- [LISTED RECORDS]:
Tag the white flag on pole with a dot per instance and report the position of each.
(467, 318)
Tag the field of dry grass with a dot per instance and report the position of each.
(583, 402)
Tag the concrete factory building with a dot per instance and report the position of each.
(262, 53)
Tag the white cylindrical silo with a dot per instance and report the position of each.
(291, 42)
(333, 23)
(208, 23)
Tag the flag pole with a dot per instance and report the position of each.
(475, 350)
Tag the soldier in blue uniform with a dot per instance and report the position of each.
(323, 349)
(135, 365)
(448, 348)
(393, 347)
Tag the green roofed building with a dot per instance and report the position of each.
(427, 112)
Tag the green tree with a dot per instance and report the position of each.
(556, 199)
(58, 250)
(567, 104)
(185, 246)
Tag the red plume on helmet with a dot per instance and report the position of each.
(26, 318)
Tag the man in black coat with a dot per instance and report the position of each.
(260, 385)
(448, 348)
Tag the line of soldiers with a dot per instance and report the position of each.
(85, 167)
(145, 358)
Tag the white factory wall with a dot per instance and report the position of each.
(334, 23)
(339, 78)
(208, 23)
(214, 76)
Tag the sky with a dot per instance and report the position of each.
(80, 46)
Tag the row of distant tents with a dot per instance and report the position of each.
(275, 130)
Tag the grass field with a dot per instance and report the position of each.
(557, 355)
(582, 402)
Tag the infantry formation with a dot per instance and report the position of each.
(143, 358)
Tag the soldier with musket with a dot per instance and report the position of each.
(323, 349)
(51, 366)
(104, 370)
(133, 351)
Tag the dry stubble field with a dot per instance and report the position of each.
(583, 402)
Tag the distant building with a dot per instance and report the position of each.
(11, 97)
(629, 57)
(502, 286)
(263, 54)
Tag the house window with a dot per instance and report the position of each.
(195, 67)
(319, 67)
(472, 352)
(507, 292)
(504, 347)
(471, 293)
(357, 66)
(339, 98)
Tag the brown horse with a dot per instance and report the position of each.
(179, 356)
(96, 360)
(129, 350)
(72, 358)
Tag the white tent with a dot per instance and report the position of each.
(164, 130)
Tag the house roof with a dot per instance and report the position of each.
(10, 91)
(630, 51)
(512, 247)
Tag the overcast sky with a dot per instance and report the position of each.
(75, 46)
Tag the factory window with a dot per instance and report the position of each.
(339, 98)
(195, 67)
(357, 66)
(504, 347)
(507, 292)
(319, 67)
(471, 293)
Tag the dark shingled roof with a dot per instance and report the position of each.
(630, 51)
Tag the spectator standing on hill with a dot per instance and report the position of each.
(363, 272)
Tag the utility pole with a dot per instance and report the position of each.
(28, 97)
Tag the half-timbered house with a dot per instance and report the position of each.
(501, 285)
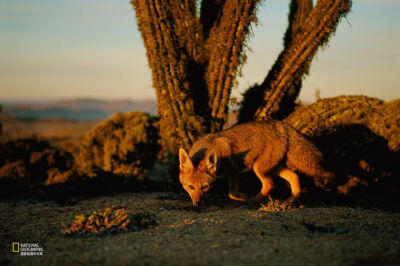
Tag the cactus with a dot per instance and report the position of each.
(275, 96)
(194, 61)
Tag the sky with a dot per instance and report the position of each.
(54, 49)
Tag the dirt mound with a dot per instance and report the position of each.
(125, 145)
(112, 220)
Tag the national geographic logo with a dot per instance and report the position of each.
(27, 249)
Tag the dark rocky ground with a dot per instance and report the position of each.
(222, 233)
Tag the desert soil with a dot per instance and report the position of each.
(222, 233)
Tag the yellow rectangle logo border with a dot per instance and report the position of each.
(15, 244)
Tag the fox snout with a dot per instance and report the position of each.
(196, 180)
(196, 192)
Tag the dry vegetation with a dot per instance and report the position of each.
(110, 221)
(124, 145)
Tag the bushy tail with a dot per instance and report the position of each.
(302, 156)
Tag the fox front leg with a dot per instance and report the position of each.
(234, 193)
(266, 182)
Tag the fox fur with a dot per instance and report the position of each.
(268, 148)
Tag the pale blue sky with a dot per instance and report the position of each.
(53, 49)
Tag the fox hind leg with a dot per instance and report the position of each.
(266, 182)
(292, 178)
(234, 185)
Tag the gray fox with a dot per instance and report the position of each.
(268, 148)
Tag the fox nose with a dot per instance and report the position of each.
(198, 203)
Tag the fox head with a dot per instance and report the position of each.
(197, 180)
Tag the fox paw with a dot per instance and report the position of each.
(238, 196)
(259, 198)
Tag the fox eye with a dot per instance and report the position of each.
(205, 187)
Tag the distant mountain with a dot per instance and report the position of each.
(76, 109)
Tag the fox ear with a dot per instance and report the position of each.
(211, 161)
(184, 160)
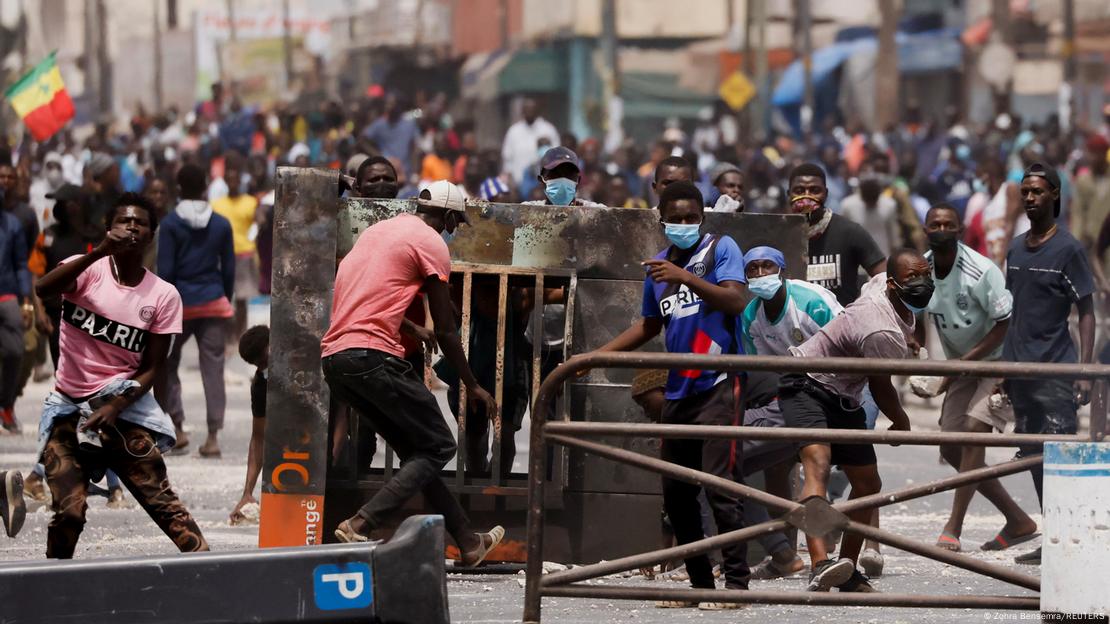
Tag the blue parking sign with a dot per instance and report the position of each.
(347, 585)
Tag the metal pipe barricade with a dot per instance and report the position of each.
(813, 516)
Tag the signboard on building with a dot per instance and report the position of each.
(213, 29)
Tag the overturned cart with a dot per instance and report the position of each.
(510, 253)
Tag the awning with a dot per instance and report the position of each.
(480, 74)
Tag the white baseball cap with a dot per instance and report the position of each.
(444, 195)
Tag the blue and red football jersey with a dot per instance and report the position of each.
(689, 324)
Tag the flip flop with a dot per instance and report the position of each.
(1001, 541)
(949, 542)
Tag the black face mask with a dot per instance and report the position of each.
(380, 190)
(942, 240)
(916, 293)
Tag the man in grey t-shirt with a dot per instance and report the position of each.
(877, 325)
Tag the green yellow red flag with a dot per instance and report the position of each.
(40, 99)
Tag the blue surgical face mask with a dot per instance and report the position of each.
(766, 287)
(912, 309)
(683, 235)
(561, 191)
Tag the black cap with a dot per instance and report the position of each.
(1049, 174)
(67, 192)
(556, 157)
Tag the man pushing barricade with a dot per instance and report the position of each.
(364, 364)
(693, 292)
(878, 325)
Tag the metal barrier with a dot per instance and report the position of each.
(814, 516)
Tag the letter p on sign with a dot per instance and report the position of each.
(343, 586)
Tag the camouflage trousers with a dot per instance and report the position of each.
(131, 453)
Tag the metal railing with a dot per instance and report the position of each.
(814, 516)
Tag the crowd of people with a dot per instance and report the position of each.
(117, 250)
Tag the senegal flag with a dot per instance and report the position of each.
(41, 100)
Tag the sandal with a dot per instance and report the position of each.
(949, 542)
(676, 604)
(720, 605)
(1002, 541)
(768, 569)
(347, 535)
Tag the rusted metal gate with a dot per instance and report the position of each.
(595, 253)
(815, 516)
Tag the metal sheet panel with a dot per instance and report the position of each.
(596, 242)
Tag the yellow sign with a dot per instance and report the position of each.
(737, 90)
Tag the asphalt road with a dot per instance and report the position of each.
(210, 489)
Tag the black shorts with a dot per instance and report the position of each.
(806, 404)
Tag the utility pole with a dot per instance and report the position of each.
(103, 62)
(611, 79)
(745, 118)
(159, 102)
(1070, 68)
(886, 68)
(804, 19)
(1000, 27)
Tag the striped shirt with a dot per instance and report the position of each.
(1046, 282)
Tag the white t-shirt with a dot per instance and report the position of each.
(968, 302)
(994, 225)
(808, 308)
(869, 329)
(879, 222)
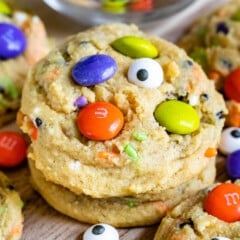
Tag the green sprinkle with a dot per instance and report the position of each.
(131, 203)
(202, 31)
(131, 152)
(236, 17)
(140, 136)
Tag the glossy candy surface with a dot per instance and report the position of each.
(13, 149)
(94, 69)
(177, 117)
(135, 47)
(4, 8)
(233, 164)
(223, 202)
(230, 140)
(145, 72)
(12, 41)
(101, 231)
(232, 85)
(100, 121)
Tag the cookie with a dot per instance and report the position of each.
(11, 217)
(97, 111)
(120, 212)
(211, 214)
(213, 41)
(23, 42)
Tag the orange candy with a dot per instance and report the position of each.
(13, 149)
(232, 85)
(100, 121)
(223, 202)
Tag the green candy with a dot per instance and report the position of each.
(135, 47)
(4, 8)
(177, 117)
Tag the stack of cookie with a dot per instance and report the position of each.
(123, 126)
(213, 41)
(23, 42)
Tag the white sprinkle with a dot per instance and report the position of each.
(193, 100)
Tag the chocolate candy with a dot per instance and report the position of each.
(94, 69)
(145, 72)
(177, 117)
(135, 47)
(12, 41)
(101, 231)
(233, 164)
(230, 140)
(100, 121)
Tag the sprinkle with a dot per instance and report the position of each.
(80, 102)
(38, 122)
(139, 136)
(131, 152)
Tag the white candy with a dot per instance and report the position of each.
(101, 231)
(145, 72)
(230, 140)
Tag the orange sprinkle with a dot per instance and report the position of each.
(214, 75)
(210, 152)
(34, 133)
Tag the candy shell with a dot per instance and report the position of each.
(101, 231)
(177, 117)
(12, 41)
(13, 149)
(4, 8)
(223, 202)
(145, 72)
(232, 85)
(233, 164)
(100, 121)
(230, 140)
(135, 47)
(94, 69)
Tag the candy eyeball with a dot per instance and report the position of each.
(101, 231)
(230, 140)
(145, 72)
(220, 238)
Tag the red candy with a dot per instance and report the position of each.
(223, 202)
(13, 149)
(100, 121)
(232, 85)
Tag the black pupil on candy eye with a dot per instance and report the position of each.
(98, 229)
(235, 133)
(142, 74)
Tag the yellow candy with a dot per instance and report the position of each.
(135, 47)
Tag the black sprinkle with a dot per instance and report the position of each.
(235, 133)
(142, 74)
(204, 96)
(98, 229)
(222, 28)
(38, 122)
(220, 114)
(189, 222)
(2, 90)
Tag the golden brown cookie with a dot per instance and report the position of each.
(27, 34)
(148, 122)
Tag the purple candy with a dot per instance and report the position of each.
(233, 164)
(12, 41)
(94, 69)
(80, 102)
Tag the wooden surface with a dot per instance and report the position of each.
(41, 221)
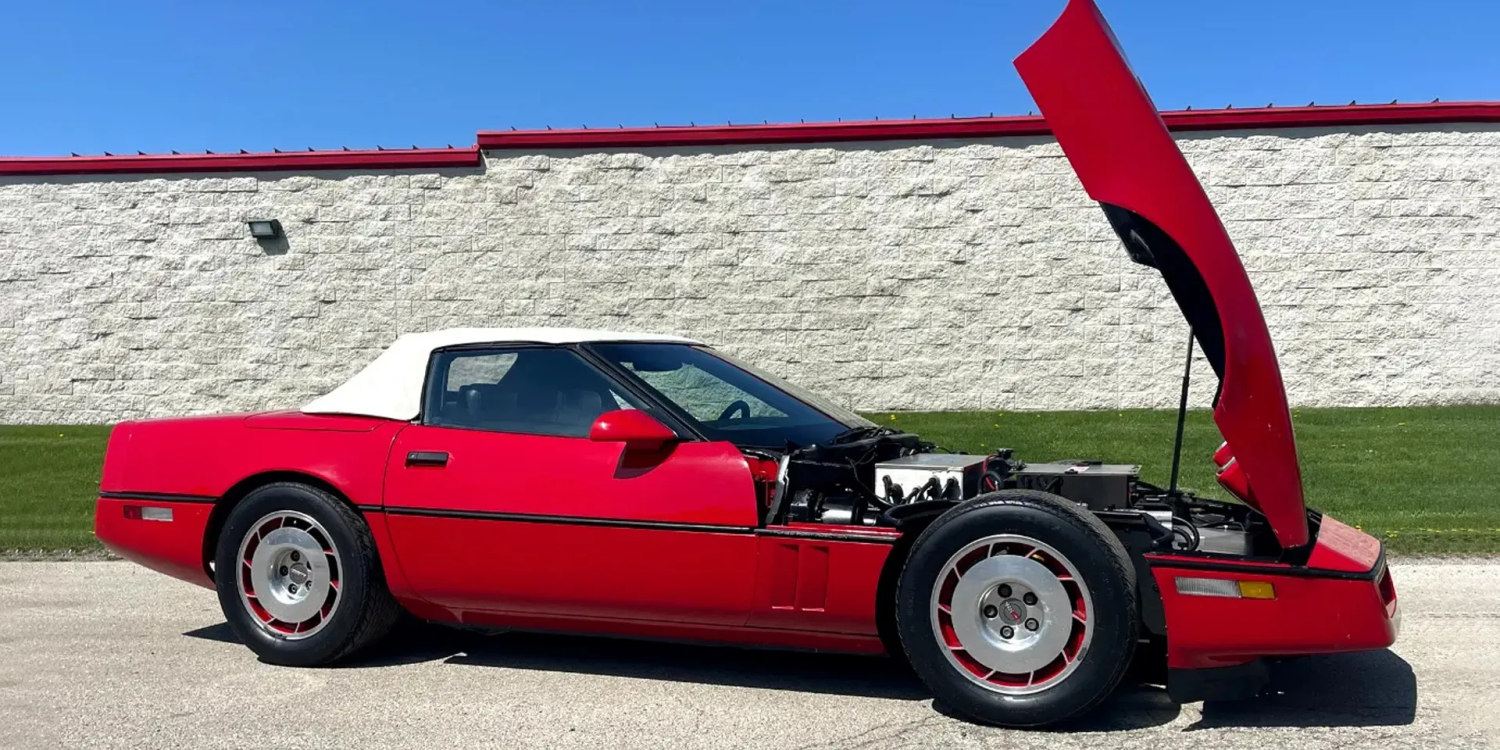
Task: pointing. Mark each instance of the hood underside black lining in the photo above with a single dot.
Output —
(1149, 245)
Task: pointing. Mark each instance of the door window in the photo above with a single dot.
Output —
(531, 390)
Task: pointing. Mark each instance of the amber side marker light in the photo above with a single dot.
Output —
(147, 513)
(1223, 587)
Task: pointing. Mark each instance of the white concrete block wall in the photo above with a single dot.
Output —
(944, 275)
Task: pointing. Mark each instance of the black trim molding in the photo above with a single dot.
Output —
(570, 521)
(825, 536)
(159, 497)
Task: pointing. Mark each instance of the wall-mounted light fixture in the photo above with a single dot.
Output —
(264, 228)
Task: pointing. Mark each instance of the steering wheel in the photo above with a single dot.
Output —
(738, 405)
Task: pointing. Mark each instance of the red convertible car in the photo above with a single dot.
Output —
(650, 486)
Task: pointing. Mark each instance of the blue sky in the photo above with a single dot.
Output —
(96, 75)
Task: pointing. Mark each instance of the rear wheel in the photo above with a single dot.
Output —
(299, 578)
(1019, 609)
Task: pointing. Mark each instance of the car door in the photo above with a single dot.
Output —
(498, 501)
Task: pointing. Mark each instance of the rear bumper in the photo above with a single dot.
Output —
(167, 546)
(1341, 600)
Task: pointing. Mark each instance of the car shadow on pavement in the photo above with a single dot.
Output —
(1367, 689)
(1364, 689)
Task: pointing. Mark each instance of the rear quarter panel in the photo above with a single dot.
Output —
(188, 464)
(207, 456)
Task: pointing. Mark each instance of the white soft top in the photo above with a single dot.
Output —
(390, 386)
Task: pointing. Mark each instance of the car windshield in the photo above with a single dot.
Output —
(731, 401)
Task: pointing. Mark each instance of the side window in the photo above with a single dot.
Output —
(705, 396)
(530, 390)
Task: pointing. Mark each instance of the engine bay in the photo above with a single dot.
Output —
(890, 479)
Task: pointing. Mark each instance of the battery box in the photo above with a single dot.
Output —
(1100, 486)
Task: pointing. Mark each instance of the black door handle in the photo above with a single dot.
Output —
(428, 458)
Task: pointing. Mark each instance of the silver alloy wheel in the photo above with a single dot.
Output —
(1011, 614)
(290, 575)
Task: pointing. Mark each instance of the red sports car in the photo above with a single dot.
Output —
(650, 486)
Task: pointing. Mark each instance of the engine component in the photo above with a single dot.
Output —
(1100, 486)
(929, 476)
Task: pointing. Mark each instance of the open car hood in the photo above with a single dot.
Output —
(1125, 159)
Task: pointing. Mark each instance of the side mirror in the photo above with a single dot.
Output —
(635, 428)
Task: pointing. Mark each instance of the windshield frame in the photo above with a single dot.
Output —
(836, 414)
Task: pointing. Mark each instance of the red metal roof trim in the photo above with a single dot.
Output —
(1184, 120)
(1260, 117)
(240, 162)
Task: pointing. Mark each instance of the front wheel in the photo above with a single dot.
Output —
(1019, 608)
(299, 578)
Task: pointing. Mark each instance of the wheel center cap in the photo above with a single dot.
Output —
(1013, 611)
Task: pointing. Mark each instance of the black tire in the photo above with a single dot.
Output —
(365, 612)
(1086, 543)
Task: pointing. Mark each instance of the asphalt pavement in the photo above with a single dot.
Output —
(108, 654)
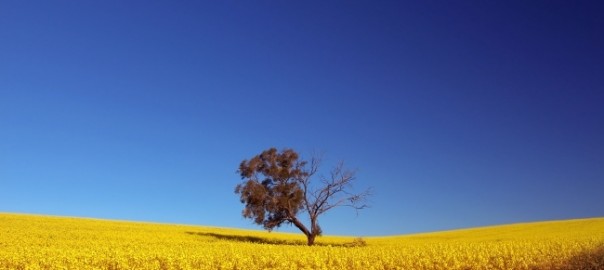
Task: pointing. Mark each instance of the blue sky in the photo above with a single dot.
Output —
(457, 113)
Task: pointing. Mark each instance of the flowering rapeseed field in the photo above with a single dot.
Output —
(41, 242)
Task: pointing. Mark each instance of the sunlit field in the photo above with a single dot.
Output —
(41, 242)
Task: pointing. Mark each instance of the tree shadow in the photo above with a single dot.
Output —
(258, 240)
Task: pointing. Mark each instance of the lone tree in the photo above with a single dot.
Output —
(277, 186)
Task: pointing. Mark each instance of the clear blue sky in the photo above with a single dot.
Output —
(457, 113)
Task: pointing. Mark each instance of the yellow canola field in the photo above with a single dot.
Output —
(42, 242)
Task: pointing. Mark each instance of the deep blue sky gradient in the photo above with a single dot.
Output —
(457, 113)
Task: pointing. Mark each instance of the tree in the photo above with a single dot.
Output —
(277, 187)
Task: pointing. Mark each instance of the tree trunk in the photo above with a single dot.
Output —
(311, 239)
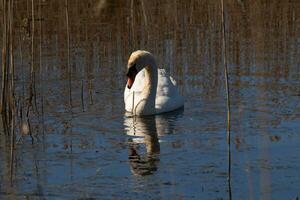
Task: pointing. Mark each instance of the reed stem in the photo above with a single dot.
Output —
(68, 52)
(227, 97)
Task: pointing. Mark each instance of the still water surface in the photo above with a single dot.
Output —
(92, 150)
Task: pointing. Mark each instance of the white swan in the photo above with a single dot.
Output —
(149, 90)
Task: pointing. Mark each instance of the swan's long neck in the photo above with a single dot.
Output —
(146, 106)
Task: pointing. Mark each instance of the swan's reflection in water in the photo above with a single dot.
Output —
(145, 132)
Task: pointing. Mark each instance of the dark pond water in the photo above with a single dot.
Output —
(92, 150)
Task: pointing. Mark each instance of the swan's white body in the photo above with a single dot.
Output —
(152, 91)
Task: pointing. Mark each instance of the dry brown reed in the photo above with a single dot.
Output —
(68, 52)
(227, 96)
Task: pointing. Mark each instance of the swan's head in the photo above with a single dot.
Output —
(136, 62)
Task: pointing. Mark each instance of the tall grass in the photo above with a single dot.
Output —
(227, 96)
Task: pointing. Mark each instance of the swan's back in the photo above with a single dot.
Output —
(167, 94)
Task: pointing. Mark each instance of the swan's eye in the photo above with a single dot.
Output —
(132, 71)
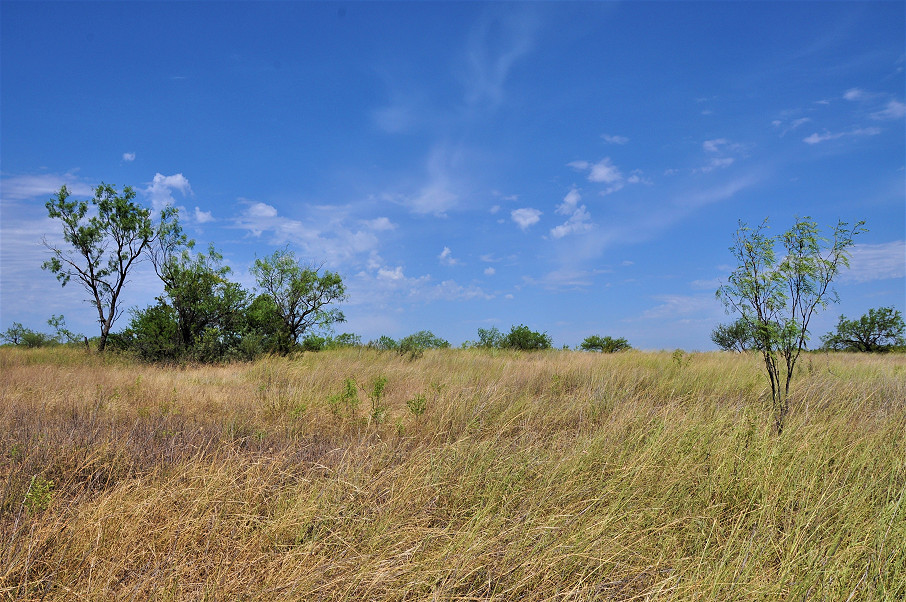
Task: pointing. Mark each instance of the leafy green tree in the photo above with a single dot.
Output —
(489, 338)
(265, 326)
(26, 337)
(384, 343)
(735, 336)
(153, 333)
(879, 330)
(524, 338)
(14, 334)
(100, 249)
(202, 296)
(604, 344)
(300, 294)
(417, 343)
(777, 294)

- [DIRECTIVE]:
Recast the items from the line with "Tag the candy shell" to the line with "(1149, 245)" as a two-column CSV with the columns instruction and points. Give one row per item, put each field in quotes with line breaks turned into spaces, and leave out the pictures.

- [IN RESPONSE]:
instruction,points
"Tag the candy shell with a dot per instance and report the position of each.","(101, 231) (177, 117) (12, 41) (13, 149) (4, 8) (223, 202) (145, 72) (232, 85) (233, 164) (100, 121) (230, 140) (135, 47) (94, 69)"
"Tag the candy eyeball with a dot per instance and report the position of each.","(101, 231) (230, 140) (145, 72) (220, 238)"
"Tag the red candy with a dot per instance and report the position of each.","(223, 202) (13, 149) (100, 121) (232, 85)"
"Tag the black pupil on candy eye with a dot per instance and report the position of each.","(98, 229) (235, 133) (142, 74)"
"Tag the yellow candy with a dot per instance and report the position of each.","(135, 47)"
"Tag the black sprinkle with a dot per instance and report the position of each.","(235, 133) (142, 74) (204, 96) (98, 229) (222, 28) (38, 122) (220, 114) (189, 222) (2, 90)"
"Tag the golden brown cookie with a dot per instance and report the position of each.","(27, 34) (148, 122)"
"Tag the purple candy with a dot per instance and report the position of each.","(233, 164) (12, 41) (94, 69) (80, 102)"
"Tag the wooden surface with a dot per instance and report the position of each.","(41, 221)"
"Task: pointing. Mark each instance of the hood underside black lining in the photo above with a single dot. Output —","(1149, 245)"